Met haar baanbrekend onderzoek combineert ze ook een onverdroten strijd tegen miskenning, seksuele discriminatie en onrecht. Haar rechtvaardigheidsgevoel dreef haar in de politiek. Ze koos het kamp van haar hart, dat van de zwakken. Een wit konijn met hersenen, dat was niet volgens het recept en het zinde sommigen niet. Toch rijfde ze bij de verkiezingen van 2007 als neofiet en late politieke roeping ruim 26.000 voorkeursstemmen binnen. De waardering van het publiek bleek ook uit haar 46ste plaats op de ranglijst van Grootste Belgen, na Julien Lahaut, vóór Koningin Elisabeth, Marc Sleen, Willem Elsschot, Paul Van Ostaijen, Raymond Ceulemans en zelfs Jean-Marie Pfaff.
De waardering waar ze hard voor moest knokken is de vrucht van haar toewijding en haar passie. ‘Ik vind het belangrijk dat een mens dingen doet die hij graag doet', is het besluit van haar autobiografie. En inderdaad: al staat Christine van Broeckhoven als een eindrechter aan de poort van de laatste dagen en dovend licht, zij staat er met empathie en met vuur. Ze is een baken in een wereld van schijn, bleekzucht, kortzichtigheid en valse intelligentie die slechts het eigenbelang dient. Ze is de tegenpool van de grossiers in geleende meningen die zich lichten wanen, en die in de bekende keizersgewaden over het marktplein schrijden, onbewust van hun doorzichtigheid. Gewicht is niet zwaar, het is licht, helder en eenvoudig. Gewicht bestaat uit kennis, zo wil een oude wet, ook zelfkennis. Christine van Broeckhoven koos voor een carrière zonder carrièrist te zijn. Ze bleef een gewone vrouw met een warm hart voor de kleine man. Iemand die houdt van cactussen.

(Gegevens voor verwijzende uitdrukkingen)
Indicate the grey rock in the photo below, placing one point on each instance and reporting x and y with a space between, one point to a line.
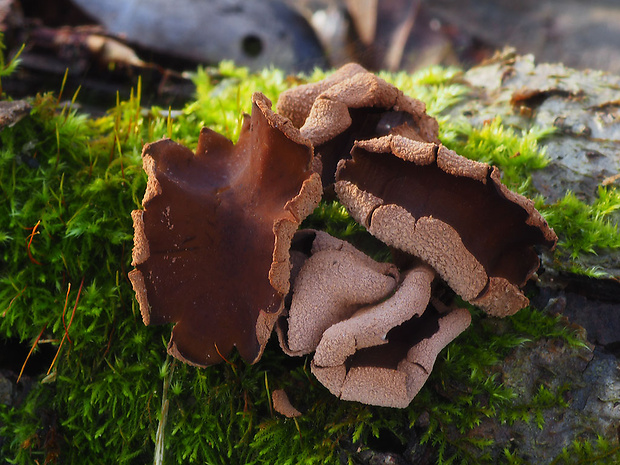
583 107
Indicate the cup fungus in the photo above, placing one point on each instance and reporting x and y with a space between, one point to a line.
352 104
374 334
451 212
211 247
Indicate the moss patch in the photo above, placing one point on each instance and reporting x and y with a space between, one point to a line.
68 183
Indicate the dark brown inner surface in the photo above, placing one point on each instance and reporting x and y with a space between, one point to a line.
211 236
491 227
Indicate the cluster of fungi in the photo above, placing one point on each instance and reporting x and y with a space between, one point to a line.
218 250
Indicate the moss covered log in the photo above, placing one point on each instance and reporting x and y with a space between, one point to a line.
107 392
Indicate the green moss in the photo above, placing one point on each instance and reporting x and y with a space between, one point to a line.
69 183
517 154
585 228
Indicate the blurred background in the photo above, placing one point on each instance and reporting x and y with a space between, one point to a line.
106 43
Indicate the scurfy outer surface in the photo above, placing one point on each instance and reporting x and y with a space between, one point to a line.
68 184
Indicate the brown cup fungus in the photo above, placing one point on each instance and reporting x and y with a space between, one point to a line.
352 104
216 249
374 334
449 211
211 247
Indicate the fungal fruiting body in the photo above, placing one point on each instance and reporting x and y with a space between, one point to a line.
216 249
211 245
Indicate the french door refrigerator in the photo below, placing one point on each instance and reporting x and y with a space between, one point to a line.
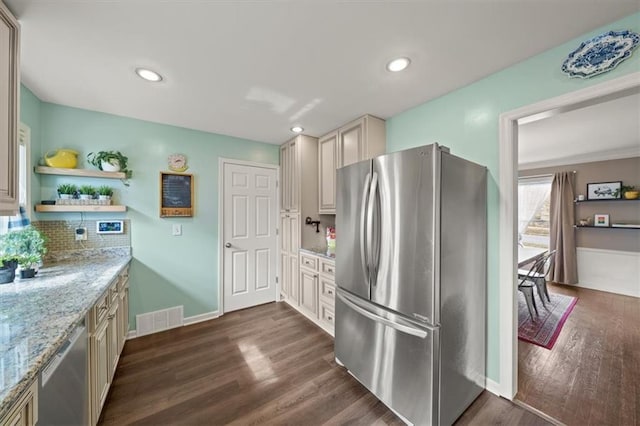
411 280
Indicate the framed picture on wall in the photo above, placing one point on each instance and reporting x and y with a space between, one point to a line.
601 220
603 190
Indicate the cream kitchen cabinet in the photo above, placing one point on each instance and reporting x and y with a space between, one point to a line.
289 245
24 411
355 141
108 326
317 290
9 86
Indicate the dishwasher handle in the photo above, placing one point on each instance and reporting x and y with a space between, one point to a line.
56 359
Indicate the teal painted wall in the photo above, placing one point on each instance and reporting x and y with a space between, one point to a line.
466 121
166 270
30 107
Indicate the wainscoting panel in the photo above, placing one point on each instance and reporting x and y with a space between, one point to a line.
609 270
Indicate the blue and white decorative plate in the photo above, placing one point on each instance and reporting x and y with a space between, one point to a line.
600 54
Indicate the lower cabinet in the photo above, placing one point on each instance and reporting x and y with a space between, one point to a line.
315 289
25 411
108 328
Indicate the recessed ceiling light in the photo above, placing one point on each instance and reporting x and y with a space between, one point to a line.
398 64
148 74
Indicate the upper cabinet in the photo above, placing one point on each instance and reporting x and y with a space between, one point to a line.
356 141
9 82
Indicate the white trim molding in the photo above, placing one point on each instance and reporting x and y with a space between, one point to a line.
612 271
508 170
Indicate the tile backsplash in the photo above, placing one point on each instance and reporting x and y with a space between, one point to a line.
61 235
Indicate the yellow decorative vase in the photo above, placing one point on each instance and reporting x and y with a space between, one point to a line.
62 158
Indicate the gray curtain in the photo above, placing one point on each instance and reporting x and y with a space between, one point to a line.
564 268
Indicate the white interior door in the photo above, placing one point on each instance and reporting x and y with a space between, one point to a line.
249 236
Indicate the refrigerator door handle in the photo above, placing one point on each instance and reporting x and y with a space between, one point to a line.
363 228
370 210
404 328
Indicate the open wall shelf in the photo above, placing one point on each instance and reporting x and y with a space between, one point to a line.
78 172
46 208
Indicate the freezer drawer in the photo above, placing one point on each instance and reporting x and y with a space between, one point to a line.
394 358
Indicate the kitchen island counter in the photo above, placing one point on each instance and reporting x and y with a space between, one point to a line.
38 314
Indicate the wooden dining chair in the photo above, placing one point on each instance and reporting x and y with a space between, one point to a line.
538 276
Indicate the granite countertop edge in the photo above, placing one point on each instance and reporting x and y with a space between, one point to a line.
57 337
320 252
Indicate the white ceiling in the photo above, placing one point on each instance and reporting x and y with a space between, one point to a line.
253 69
603 131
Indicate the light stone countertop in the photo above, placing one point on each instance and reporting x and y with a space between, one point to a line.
38 314
320 251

DOEL VAN DE OPDRACHT
Geef alstublieft voor elke bewering aan of die klopt met het fragment over Christine van Broeckhoven: 1. Bij de verkiezingen van 2007 haalde ze ruim 26.000 voorkeursstemmen. 2. Op de ranglijst van Grootste Belgen eindigde ze achter Jean-Marie Pfaff. 3. Ze koos het kamp van de sterken. Antwoord telkens met ja of nee en citeer letterlijk de woorden uit het fragment die de doorslag geven. Het materiaal komt uit een andere bron.

UITGEWERKTE OPLOSSING
1. Ja: "Toch rijfde ze bij de verkiezingen van 2007 als neofiet en late politieke roeping ruim 26.000 voorkeursstemmen binnen."
2. Nee: "vóór Koningin Elisabeth, Marc Sleen, Willem Elsschot, Paul Van Ostaijen, Raymond Ceulemans en zelfs Jean-Marie Pfaff"
3. Nee: "Ze koos het kamp van haar hart, dat van de zwakken."